§ **WHAT YOU NEED TO DO**: Copy the listing below word for word, keeping every line in the same order.
BEGIN DATA SUPPLIED
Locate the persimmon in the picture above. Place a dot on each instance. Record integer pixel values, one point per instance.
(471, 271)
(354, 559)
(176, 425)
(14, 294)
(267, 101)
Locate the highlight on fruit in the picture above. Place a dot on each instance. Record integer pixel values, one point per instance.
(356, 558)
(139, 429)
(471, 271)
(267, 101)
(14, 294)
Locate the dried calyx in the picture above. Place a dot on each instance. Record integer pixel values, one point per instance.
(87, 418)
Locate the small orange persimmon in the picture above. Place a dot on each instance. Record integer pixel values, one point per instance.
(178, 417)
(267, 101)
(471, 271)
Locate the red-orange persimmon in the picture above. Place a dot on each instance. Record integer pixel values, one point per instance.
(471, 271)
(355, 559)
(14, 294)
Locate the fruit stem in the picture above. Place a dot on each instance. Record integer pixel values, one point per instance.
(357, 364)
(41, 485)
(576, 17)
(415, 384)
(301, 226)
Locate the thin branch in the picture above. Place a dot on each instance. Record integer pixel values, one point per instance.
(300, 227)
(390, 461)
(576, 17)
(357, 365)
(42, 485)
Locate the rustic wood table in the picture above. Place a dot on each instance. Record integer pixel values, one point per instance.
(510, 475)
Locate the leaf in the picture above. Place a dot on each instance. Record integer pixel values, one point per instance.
END DATA SUPPLIED
§ **EXPECTED ANSWER**:
Locate the persimmon in the picture above. Place a dot on each instance. Record integer pixel values, one point per instance.
(471, 271)
(354, 559)
(176, 425)
(14, 294)
(267, 101)
Locate the highlight on fruit in the picture above. Place a dot on each instance. Record integer pixel values, one point per instance.
(356, 558)
(139, 429)
(471, 271)
(267, 101)
(14, 294)
Locate the dried calyx in the picture above. Place a dot on each instance. Record integer pixel values, one point per instance.
(87, 418)
Locate the small orange persimmon in the picture above. Place a dot on each instance. Record integer pixel values, one point per instance.
(178, 417)
(267, 101)
(471, 271)
Locate the red-orange persimmon in the picture above. Place a dot on each instance. Record integer pixel values, one point per instance.
(471, 271)
(355, 559)
(14, 294)
Locate the fruit stem in the picture above. Place a dot on each instance. Record integer pixel values, one point per instance.
(357, 364)
(41, 485)
(576, 17)
(415, 384)
(301, 226)
Locate the thin branch in the picture above. Place a dot on each instance. Record integer pixel values, one point per instance.
(300, 227)
(390, 461)
(576, 17)
(357, 365)
(42, 485)
Locate the rustic wood table in the picture above. Place a dot on each instance. Record integer pixel values, one point per instance.
(510, 475)
Locate the leaf in the picture above. Place a dot on each instance. Record integer pixel values, one point per instance.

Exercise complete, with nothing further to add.